[Opening Data records section]

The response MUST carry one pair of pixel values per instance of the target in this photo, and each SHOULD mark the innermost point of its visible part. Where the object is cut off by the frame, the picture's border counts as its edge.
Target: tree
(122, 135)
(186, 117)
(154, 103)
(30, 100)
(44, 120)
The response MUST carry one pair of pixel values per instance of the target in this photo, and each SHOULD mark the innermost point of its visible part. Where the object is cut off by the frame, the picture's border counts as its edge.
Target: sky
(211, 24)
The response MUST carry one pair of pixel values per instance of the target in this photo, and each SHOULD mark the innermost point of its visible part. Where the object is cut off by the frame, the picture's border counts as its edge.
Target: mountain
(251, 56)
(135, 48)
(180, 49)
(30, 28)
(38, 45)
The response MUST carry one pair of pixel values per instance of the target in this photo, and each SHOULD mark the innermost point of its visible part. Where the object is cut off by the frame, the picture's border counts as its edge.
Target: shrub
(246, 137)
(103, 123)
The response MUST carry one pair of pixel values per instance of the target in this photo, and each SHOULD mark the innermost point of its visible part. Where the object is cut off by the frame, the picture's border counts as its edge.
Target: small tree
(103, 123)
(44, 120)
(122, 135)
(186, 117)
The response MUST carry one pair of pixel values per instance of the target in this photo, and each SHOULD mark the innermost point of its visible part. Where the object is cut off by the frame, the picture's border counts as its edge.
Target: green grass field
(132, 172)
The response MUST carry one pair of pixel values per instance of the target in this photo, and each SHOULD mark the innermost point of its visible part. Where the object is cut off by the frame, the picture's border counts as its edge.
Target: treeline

[Closing Data records section]

In full and without any edits, output the material above.

Written answer
The response MUST carry one pair of pixel values per instance of the target in this photo, and each SHOULD mark the innermost point of its visible part. Where the object is cut off by the frame, the picture's border counts as its edge.
Target: tree
(122, 135)
(186, 117)
(154, 103)
(30, 100)
(44, 120)
The response MUST carry one pair of pixel values per instance of the target in this photo, and each SHOULD mark the innermost point of its visible part. Where the object is cut off by the frame, the picture's border counts as its edge.
Target: sky
(211, 24)
The response MUST carry one pair of pixel values per instance of the target in this photo, and each SHOULD mark the innermost point of its visible part. Where the object is cut off by the frame, the picture's border counts as its edge.
Target: mountain
(251, 56)
(135, 48)
(180, 49)
(30, 28)
(38, 45)
The response MUST carry one pair of pixel values per instance of the target in this photo, and each SHOULD mark the innermost point of its visible part. Where the object is cut off by the frame, the picture's border counts as its edge.
Target: shrub
(246, 137)
(103, 123)
The response MUST carry one pair of pixel values per instance of the target in this photo, and each SHOULD mark the innermost point of its visible part. Where the object is cut off by the frame, the picture's border counts as its edge.
Target: small tree
(103, 123)
(44, 120)
(122, 135)
(186, 117)
The response MUST carry one pair of pixel values per instance of the target in this photo, and each SHOULD mark the innermost point of its visible part. Where the object is cut off by the frame, the picture's border counts as its edge.
Target: green grass field
(132, 172)
The response MUST carry one pair of pixel values per instance of the target in this photo, and each SHOULD mark the innermost point of its visible part. Where the object is cut off by the frame, the picture's border counts as its edge.
Target: treeline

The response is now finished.